# Call from the teacher about my ADHD daughter :(



## AerisandAlex

My 5-year-old going on 6 in November has ADHD. It's so obvious, her impulse control is out of control >_< I had her tested when she was in preschool because her half siblings all have it and so does her father. I was scared when she started having problems at preschool that she too had it. I knew she was a difficult child, refused to listen to anyone and was very defiant at home but I had no idea how bad it was until today.

She started Kindergarten just over a month ago and I got a call from her teacher this morning and she sounded like she was at her wit's end with my daughter. I was upset, embarrassed, just a mixture of things...

She's become so disruptive in class that they're recommending her to behavior services and considering removing her from the class because she's impeding the other children's ability to learn. She's so smart, she doesn't belong in a special education class, but I don't know what to do.

She's not on any medication for the ADHD, I've been refusing it for some time because I know the way the doctors are now a days... my doctors have agreed with me, surprisingly, in not medicating her for it right away, to try other alternatives but the teacher has told me she's tried everything and nothing seems to be working and it's just the last straw. 

I feel awful, I don't want to hurt other the children's ability to learn but I want my daughter to have the same chance to learn as them too. I feel like I'm being selfish and my family is making me feel like her condition is my fault.

I called up the doctor and set up an appointment on Oct 4 (doc is booked until her vacation and then she won't be back til the 3rd) to discuss possible medication to help her and now I feel like the bad guy. The teacher was pushing for it but my family is completely against it. They think I'm trying to medicate her for my own sake and not for her's. Even my own mother, the one person I thought would understand, is hollaring at me, even asking for my daughter to come live with her instead of me. I was very angry that she would even ask such a thing and now I just want to steer clear of my family all together.

I just feel like a bad parent now for turning to medication for my daughter. I feel like I've failed her. I just want her to be okay and succeed in school. The teacher is telling me, by the way she's going, she won't be ready for first grade and may be held back at the end of the year. Apparently, at this school, they expect kids to be reading at a level 3 by the end of kindergarten. I think that's a bit high but that's their standards for the children here.... They say if she could just control her impulses and behavior, she'd be one of the smartest kids in school but she just can't do it...

______

» **Activity**: Write out, word for word, the part of the forum post about the kindergartner with ADHD that opens with the words containing "She started Kindergarten" and closes with "what to do.".

______

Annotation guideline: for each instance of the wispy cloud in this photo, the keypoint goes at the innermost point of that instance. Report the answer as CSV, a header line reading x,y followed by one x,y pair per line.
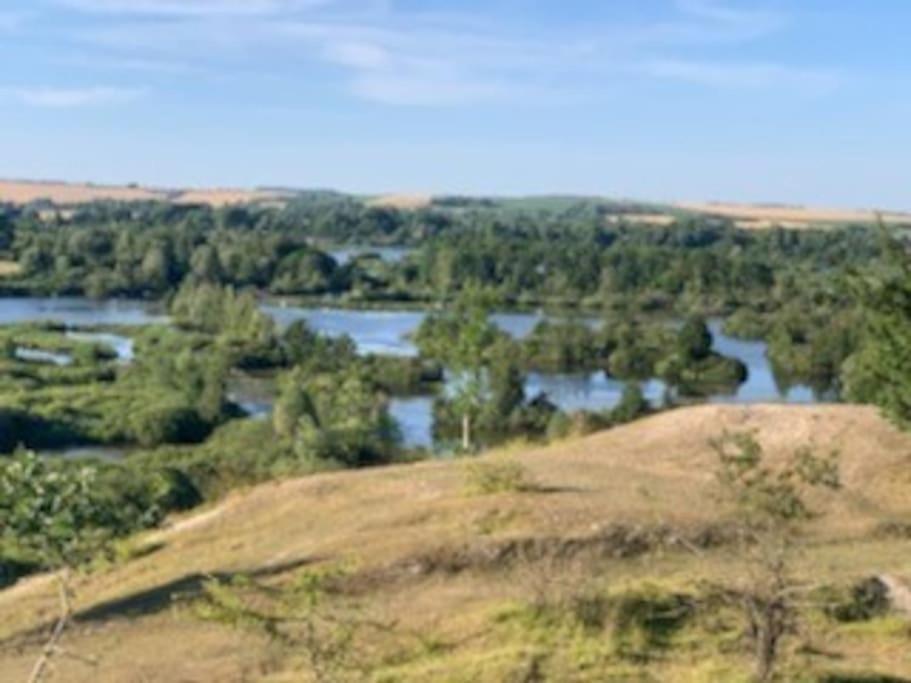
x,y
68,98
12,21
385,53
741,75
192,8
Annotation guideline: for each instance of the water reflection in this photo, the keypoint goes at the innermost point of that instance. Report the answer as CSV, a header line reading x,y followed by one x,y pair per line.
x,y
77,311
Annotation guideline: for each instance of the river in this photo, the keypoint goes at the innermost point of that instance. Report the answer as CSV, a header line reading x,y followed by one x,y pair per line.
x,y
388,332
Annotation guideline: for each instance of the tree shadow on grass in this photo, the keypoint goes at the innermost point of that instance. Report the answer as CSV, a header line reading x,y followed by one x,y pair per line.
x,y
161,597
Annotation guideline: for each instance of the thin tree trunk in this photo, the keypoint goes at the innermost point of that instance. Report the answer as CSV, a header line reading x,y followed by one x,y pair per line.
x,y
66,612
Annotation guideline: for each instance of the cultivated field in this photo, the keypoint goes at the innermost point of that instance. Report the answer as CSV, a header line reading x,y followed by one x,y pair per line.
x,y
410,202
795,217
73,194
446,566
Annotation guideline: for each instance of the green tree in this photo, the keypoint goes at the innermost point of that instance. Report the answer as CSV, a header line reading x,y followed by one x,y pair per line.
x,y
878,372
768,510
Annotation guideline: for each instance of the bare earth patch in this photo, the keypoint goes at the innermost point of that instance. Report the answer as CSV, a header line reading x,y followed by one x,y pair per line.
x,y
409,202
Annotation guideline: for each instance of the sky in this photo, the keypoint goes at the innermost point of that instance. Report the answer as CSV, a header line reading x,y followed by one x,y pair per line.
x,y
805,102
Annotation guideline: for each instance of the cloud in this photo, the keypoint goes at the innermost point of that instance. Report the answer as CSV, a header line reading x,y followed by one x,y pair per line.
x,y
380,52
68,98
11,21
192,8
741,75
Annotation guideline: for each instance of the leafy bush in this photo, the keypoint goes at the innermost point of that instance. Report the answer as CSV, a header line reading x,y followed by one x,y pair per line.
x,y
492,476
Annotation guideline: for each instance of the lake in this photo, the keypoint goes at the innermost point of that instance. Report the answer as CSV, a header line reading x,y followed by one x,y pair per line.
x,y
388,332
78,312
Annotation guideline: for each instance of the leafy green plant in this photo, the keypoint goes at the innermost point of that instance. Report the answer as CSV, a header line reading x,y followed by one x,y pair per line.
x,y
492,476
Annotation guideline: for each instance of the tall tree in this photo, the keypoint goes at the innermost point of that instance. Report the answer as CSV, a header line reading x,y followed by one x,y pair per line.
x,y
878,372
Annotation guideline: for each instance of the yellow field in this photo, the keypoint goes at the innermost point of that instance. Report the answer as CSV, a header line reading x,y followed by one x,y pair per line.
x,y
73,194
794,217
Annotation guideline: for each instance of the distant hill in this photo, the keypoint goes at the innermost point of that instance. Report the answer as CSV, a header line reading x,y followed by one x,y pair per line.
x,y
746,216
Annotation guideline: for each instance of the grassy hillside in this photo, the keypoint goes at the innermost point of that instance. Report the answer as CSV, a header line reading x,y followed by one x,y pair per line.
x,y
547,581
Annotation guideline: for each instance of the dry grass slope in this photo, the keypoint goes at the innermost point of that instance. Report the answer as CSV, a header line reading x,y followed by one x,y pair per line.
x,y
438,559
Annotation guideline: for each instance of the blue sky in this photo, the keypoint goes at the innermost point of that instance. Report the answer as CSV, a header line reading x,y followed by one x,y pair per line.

______

» **Answer to this exercise**:
She started Kindergarten just over a month ago and I got a call from her teacher this morning and she sounded like she was at her wit's end with my daughter. I was upset, embarrassed, just a mixture of things...

She's become so disruptive in class that they're recommending her to behavior services and considering removing her from the class because she's impeding the other children's ability to learn. She's so smart, she doesn't belong in a special education class, but I don't know what to do.